## About this task
Check every line of the listing below for "green", and report how many lines have it, as a number with nothing more.

Segment Start: Dataset excerpts

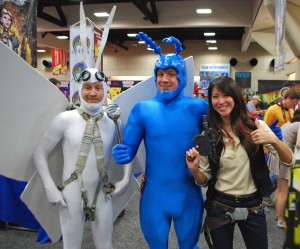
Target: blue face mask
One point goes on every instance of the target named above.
(166, 61)
(176, 62)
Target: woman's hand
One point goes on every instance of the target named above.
(262, 136)
(193, 160)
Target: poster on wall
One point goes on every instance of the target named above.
(209, 72)
(280, 10)
(243, 79)
(77, 65)
(59, 62)
(271, 91)
(18, 28)
(65, 89)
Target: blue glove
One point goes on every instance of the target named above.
(277, 130)
(122, 153)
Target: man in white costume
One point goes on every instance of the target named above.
(87, 166)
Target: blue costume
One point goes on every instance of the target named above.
(167, 124)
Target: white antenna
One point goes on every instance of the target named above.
(83, 34)
(104, 36)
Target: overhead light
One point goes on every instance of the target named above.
(131, 35)
(203, 11)
(101, 14)
(209, 34)
(62, 37)
(211, 41)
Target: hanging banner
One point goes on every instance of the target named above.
(279, 35)
(18, 28)
(64, 66)
(209, 72)
(56, 61)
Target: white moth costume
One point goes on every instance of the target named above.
(87, 136)
(90, 184)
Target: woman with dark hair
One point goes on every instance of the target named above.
(236, 174)
(7, 34)
(289, 132)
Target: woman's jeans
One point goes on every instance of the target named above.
(253, 229)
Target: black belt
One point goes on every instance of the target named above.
(237, 198)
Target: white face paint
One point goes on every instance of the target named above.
(92, 109)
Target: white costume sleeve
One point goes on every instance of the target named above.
(51, 137)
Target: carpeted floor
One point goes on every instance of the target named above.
(127, 234)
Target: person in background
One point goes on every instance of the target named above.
(289, 132)
(283, 110)
(55, 82)
(7, 33)
(200, 93)
(251, 106)
(235, 172)
(167, 124)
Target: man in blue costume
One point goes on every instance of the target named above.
(167, 124)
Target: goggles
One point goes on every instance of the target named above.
(86, 75)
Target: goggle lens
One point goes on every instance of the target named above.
(86, 75)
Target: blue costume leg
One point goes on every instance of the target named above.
(188, 224)
(155, 223)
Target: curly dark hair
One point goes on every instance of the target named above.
(241, 123)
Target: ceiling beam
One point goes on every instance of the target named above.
(62, 22)
(149, 14)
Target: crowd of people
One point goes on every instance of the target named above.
(234, 170)
(231, 163)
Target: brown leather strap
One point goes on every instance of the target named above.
(231, 209)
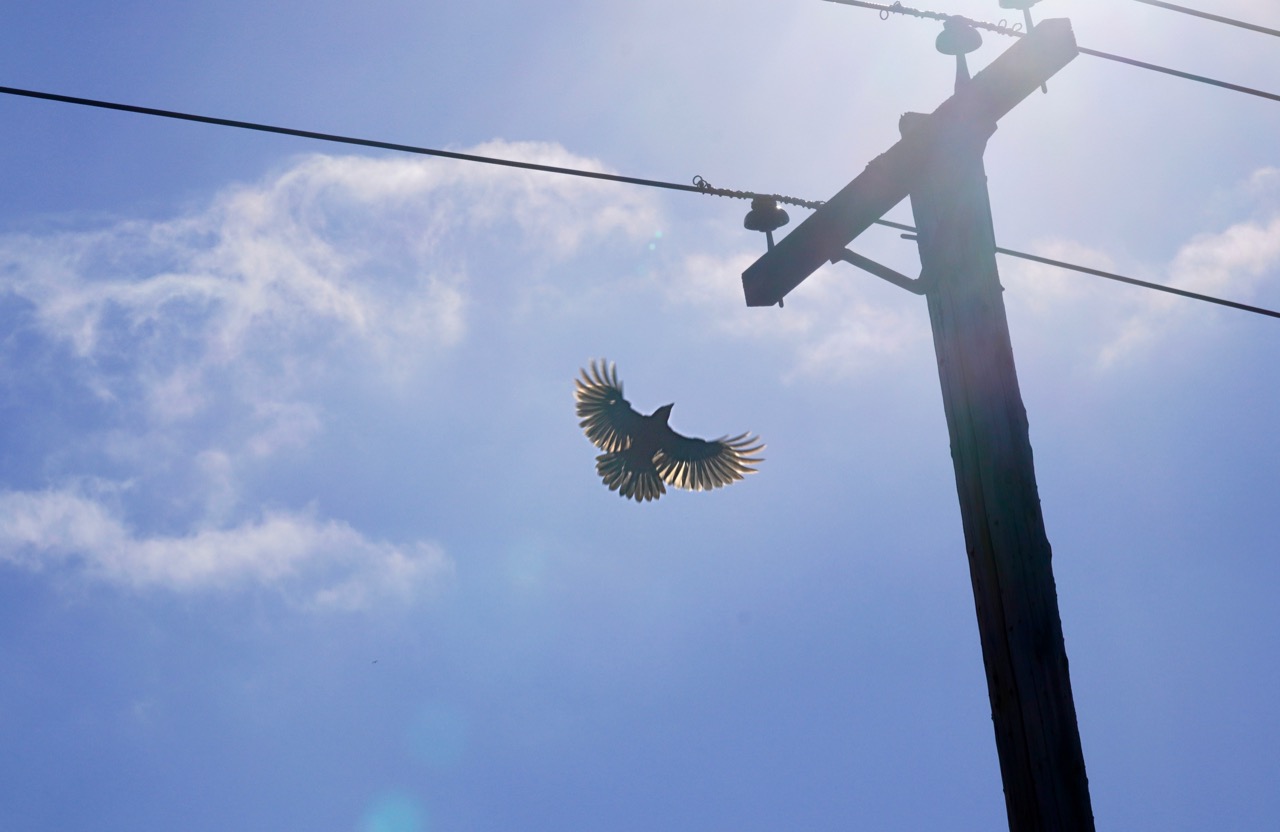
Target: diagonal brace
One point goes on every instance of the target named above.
(915, 286)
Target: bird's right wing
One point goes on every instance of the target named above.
(607, 417)
(698, 465)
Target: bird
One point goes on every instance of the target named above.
(643, 455)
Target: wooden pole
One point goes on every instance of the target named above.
(1037, 737)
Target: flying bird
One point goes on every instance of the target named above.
(643, 455)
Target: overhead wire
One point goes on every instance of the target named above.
(1015, 31)
(1216, 18)
(698, 186)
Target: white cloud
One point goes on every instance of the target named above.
(319, 563)
(1105, 324)
(215, 344)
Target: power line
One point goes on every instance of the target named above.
(1216, 18)
(1159, 287)
(1109, 275)
(1015, 31)
(699, 184)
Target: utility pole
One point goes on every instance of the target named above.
(938, 165)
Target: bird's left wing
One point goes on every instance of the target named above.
(699, 465)
(607, 417)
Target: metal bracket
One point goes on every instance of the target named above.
(915, 286)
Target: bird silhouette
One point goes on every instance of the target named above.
(643, 455)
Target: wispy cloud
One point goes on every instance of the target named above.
(316, 563)
(1107, 325)
(216, 341)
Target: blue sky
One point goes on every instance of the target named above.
(297, 528)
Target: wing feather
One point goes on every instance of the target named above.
(698, 465)
(607, 419)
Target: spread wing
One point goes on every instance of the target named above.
(699, 465)
(607, 417)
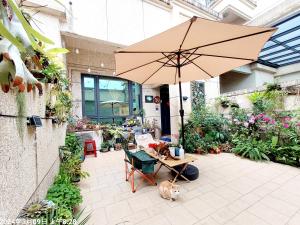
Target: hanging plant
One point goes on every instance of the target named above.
(20, 42)
(21, 114)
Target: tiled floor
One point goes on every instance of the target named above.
(229, 190)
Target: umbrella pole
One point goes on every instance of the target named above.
(181, 111)
(112, 111)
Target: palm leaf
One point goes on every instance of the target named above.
(29, 30)
(6, 34)
(56, 51)
(63, 5)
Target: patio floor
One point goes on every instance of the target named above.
(229, 190)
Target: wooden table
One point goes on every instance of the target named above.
(171, 163)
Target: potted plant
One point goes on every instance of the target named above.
(104, 147)
(118, 146)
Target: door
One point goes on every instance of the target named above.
(165, 110)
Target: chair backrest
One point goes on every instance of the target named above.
(144, 140)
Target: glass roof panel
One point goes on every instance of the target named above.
(290, 61)
(288, 36)
(284, 57)
(278, 54)
(269, 43)
(292, 43)
(271, 50)
(282, 50)
(286, 25)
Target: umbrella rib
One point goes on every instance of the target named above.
(168, 56)
(170, 52)
(155, 71)
(193, 19)
(175, 75)
(231, 39)
(193, 53)
(223, 56)
(188, 61)
(199, 67)
(157, 60)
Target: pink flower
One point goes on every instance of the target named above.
(261, 115)
(252, 120)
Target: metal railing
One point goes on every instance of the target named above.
(165, 1)
(204, 7)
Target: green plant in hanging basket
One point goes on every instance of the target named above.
(21, 114)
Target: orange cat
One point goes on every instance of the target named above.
(168, 190)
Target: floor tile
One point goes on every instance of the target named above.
(268, 214)
(179, 216)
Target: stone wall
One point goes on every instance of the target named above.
(28, 165)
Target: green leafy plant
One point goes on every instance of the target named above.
(21, 112)
(36, 210)
(72, 167)
(64, 195)
(251, 148)
(73, 143)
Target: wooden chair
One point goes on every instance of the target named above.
(140, 163)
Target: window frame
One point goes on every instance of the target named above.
(97, 116)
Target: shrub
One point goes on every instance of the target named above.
(251, 148)
(65, 195)
(73, 144)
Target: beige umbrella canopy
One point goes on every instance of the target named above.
(194, 50)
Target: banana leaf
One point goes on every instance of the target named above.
(6, 34)
(29, 30)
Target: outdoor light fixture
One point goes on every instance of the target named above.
(34, 121)
(55, 121)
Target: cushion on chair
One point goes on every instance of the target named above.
(191, 172)
(142, 161)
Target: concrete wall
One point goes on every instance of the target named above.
(233, 81)
(28, 166)
(291, 101)
(128, 21)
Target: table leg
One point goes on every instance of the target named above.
(179, 174)
(157, 170)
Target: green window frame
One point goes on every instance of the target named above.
(108, 99)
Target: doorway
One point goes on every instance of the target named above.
(165, 110)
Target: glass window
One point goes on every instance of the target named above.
(136, 98)
(89, 95)
(109, 99)
(113, 95)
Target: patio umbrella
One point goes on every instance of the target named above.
(194, 50)
(112, 102)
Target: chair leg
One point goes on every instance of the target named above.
(132, 182)
(126, 171)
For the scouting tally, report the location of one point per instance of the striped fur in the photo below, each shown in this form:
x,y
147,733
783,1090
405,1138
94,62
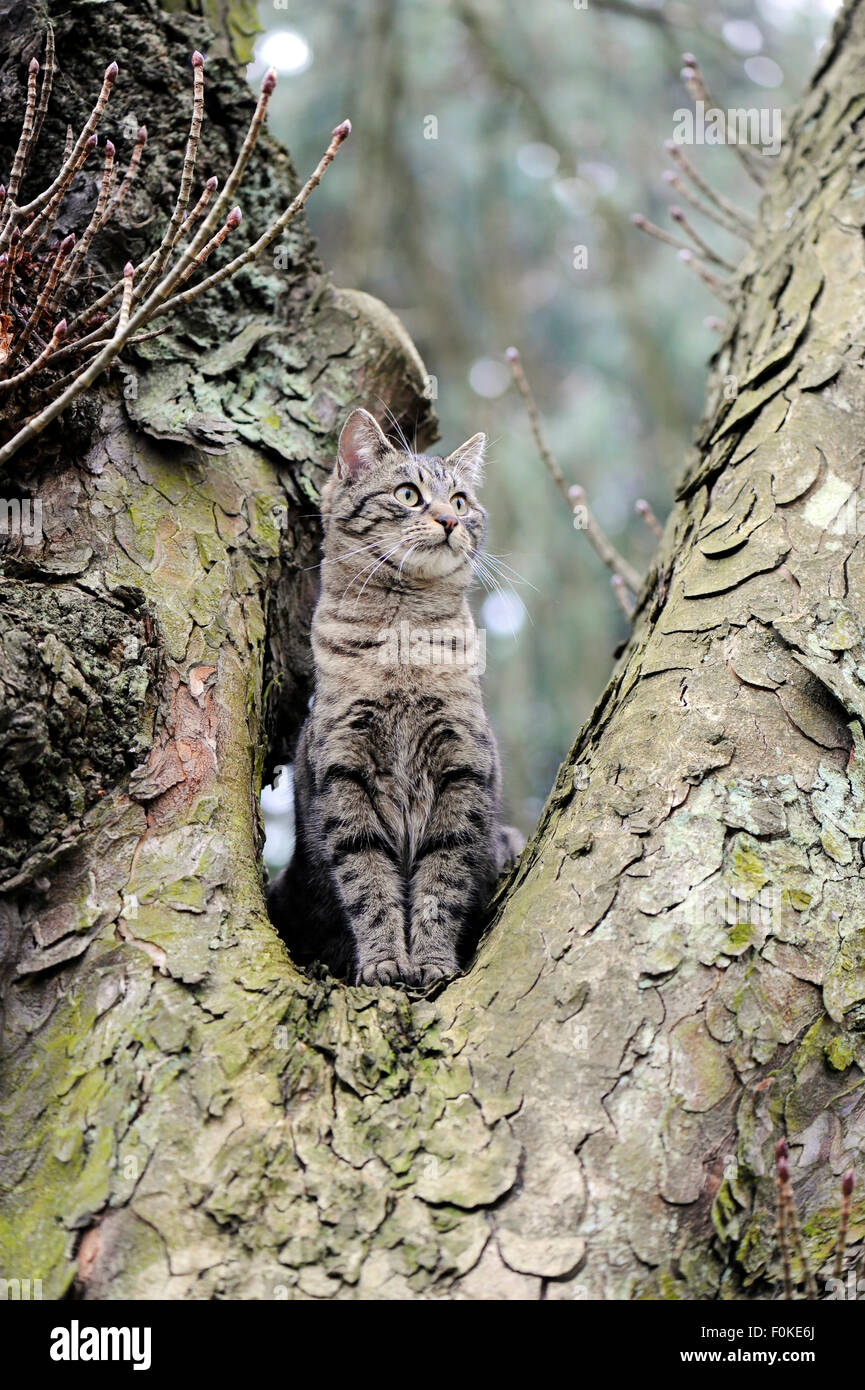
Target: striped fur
x,y
397,774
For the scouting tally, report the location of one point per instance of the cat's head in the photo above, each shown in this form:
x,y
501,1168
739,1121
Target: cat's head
x,y
415,513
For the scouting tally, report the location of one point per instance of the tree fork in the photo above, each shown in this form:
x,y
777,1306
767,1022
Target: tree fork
x,y
675,979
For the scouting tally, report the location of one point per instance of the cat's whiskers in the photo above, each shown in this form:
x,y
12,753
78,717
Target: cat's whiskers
x,y
344,555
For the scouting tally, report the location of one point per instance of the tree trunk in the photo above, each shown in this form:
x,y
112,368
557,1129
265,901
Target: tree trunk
x,y
675,977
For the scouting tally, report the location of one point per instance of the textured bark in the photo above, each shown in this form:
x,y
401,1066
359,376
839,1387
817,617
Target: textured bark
x,y
593,1108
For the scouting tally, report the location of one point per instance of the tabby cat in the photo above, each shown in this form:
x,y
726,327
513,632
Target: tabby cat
x,y
397,774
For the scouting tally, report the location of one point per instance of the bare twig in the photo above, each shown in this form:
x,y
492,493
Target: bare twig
x,y
96,218
45,92
341,134
38,362
138,149
600,541
27,131
711,281
783,1244
645,513
734,213
534,423
847,1183
676,213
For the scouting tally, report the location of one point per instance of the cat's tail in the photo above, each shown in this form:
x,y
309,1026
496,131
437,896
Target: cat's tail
x,y
509,845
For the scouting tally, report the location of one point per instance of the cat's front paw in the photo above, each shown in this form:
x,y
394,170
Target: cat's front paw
x,y
423,973
380,972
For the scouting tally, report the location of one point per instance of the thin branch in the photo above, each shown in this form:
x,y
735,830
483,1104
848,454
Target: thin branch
x,y
138,149
70,166
712,256
96,218
185,185
38,363
27,131
783,1244
45,92
622,597
125,306
536,424
711,281
743,223
712,213
341,134
269,82
645,513
847,1183
45,298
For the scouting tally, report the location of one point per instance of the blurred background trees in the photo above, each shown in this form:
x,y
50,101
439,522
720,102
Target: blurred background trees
x,y
498,153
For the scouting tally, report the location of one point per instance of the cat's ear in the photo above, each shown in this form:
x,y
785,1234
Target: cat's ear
x,y
362,445
467,462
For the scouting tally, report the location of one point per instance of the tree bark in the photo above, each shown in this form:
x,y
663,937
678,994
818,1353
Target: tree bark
x,y
675,976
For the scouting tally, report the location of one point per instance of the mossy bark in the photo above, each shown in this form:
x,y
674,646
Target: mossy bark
x,y
676,970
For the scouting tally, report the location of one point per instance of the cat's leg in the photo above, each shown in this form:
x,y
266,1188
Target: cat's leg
x,y
366,875
454,869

Segment End: Dataset excerpts

## Answer to this task
3